> **Text passage**:
That's all, it's just — it's processing without a pitch. Yes, there are commercial arrangements in processing. Those take place before and very well may take place after. But they have nothing to do with the session. I did make a test one time. I may — had to get a man to recover from his aberrations concerning money before he would get well because processing, he thought, was too costly, you see. And because he thought the processing was too costly then he couldn't get well because he couldn't afford it. It was very, very remarkable. It was a test case. Usually has very little to do with it. Somebody isn't paying something for your processing, they don't consider it worthwhile.

That sort of thing has very little to do with it, see. That's something that takes place before, something that takes place afterwards. But during that session it is nothing but a session. The professional attitude is to make sure that it is nothing but a session.

And then if you're very good you can put on a professional hat before the session, run a session, and then put on a livingness hat and not go on being an auditor after the session. You find people will appreciate this too, because your going on looking like an auditor after the session sort of puts the pc back into session. Sometimes it's a good thing to swat them between the shoulder blades, something like that, you know. Anything. Just don't act like an auditor after a session. Act like an auditor during the session.

You see, but there's all kinds of additives that you can put on this thing. If you're going to get people to recover from aberration, if you're going to handle pcs, if you're going to handle ARC breaks, you mustn't have opinions and curves about the case before they are demonstrated in auditing.

See, you mustn't have items selected before the item occurs. You get the idea? I mean you're auditing that case. And then do a very reliable job of auditing. Never pretend that you've seen something or read something that you haven't seen or read on that case, you see. Never give him an item because he expected an item, give him an item only because it checks out, see? You do a professional job, do a very good technical job and you're always all right.

Now we've arrived at a level where a technical job today is marvelous. A person who can do good Model Session, good TRs and so on, is marvelous. One could never complain about this at all. A person is doing a good Model Session, reading the E-Meter well, TRs are in good shape, and he sits there and just gives the session and goes straight through with what he's supposed to do, man, that pc is impressed. Wow! It's the most impressive thing you can do, is to be technically letter perfect today.

> **Your assignment**: According to the passage on auditing sessions, on what basis should an item be given to the pc?

> **Supplied material**:
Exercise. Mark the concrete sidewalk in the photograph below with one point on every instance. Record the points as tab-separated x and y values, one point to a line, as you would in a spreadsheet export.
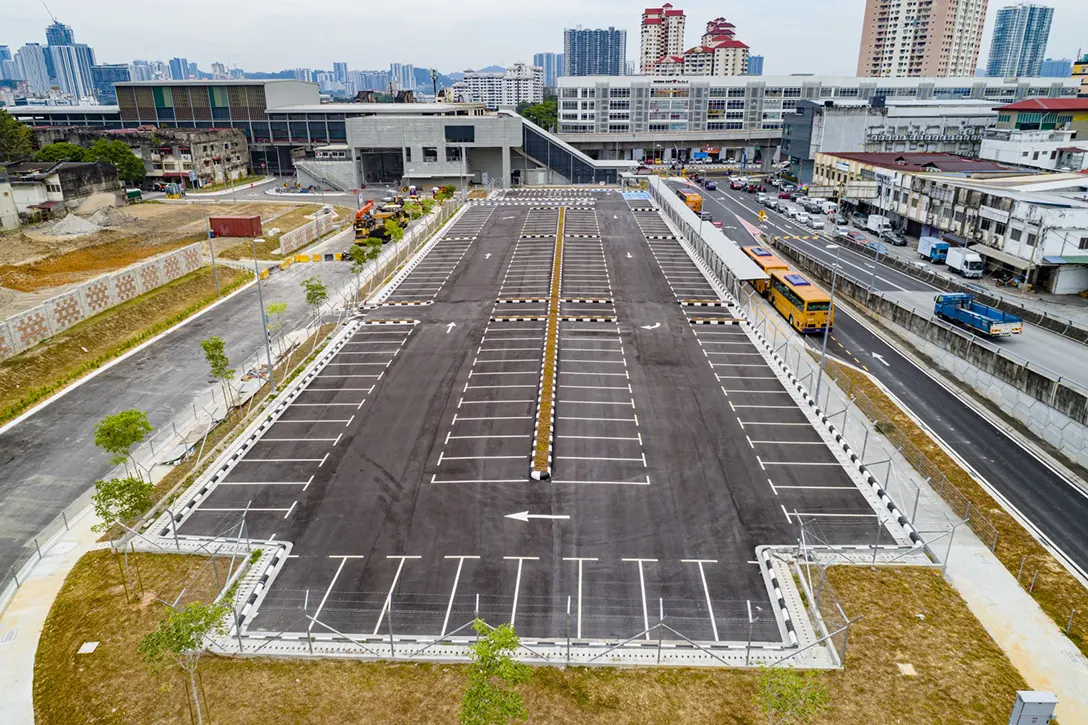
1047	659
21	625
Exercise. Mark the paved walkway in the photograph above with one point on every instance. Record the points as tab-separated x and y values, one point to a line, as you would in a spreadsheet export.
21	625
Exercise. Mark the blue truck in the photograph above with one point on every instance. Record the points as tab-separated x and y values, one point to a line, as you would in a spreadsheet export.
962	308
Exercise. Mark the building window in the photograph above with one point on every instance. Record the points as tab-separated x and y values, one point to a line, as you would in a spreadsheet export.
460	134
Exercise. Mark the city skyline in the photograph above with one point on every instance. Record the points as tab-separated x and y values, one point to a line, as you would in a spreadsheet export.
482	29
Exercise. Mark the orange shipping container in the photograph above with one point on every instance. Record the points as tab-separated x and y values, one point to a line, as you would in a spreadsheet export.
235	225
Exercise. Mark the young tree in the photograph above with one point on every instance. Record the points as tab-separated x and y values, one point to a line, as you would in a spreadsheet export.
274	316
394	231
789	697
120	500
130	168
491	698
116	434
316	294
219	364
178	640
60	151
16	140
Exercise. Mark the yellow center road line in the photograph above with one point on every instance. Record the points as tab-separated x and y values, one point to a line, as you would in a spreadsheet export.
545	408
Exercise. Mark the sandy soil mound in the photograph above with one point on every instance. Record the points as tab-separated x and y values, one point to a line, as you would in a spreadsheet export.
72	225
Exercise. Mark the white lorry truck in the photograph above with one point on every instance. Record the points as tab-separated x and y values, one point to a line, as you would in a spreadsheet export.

> **Task response**: Only because it checks out, not because the pc expected one.